* Requirements: Format the lines of all the items below as a JSON list of strings, with one string per line and blank lines omitted. Leave the pictures out of the answer.

Begin Recorded data

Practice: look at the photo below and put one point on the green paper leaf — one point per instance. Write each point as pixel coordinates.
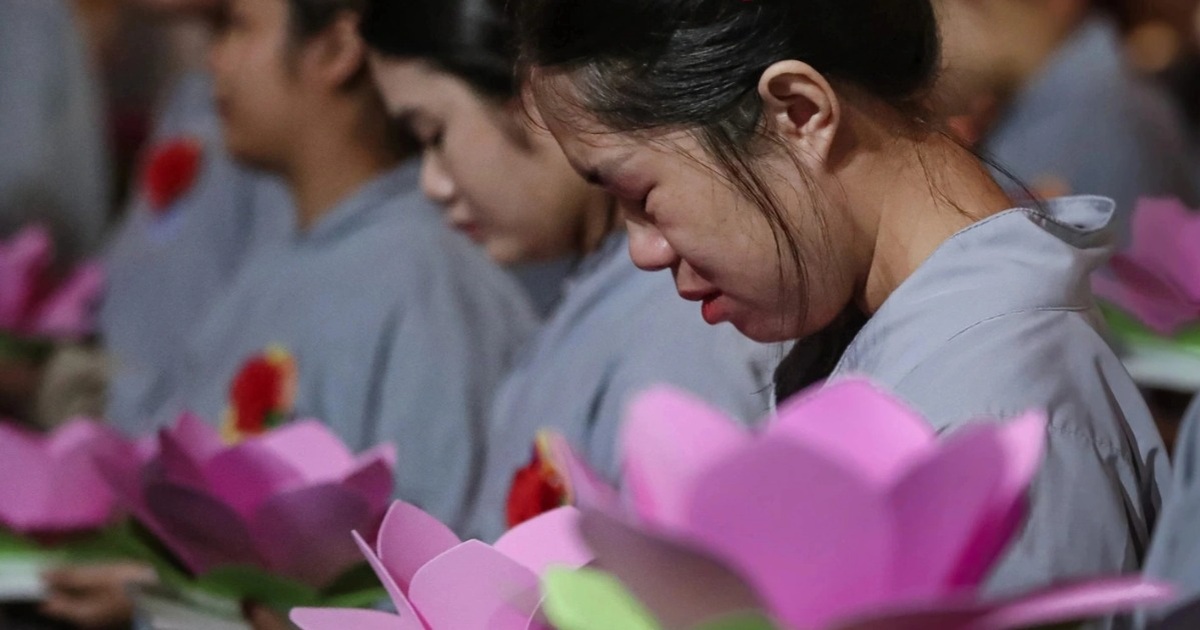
(593, 600)
(119, 541)
(1129, 330)
(742, 621)
(357, 588)
(24, 349)
(251, 583)
(13, 545)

End Recorded data

* Worked answer:
[
  "Practice: look at the photo below and put one point on the green paper leaf — one point per instance. Write each point as pixel coordinates.",
  "(593, 600)",
  "(119, 541)",
  "(1129, 330)",
  "(742, 621)",
  "(357, 588)",
  "(24, 349)",
  "(251, 583)",
  "(13, 545)"
]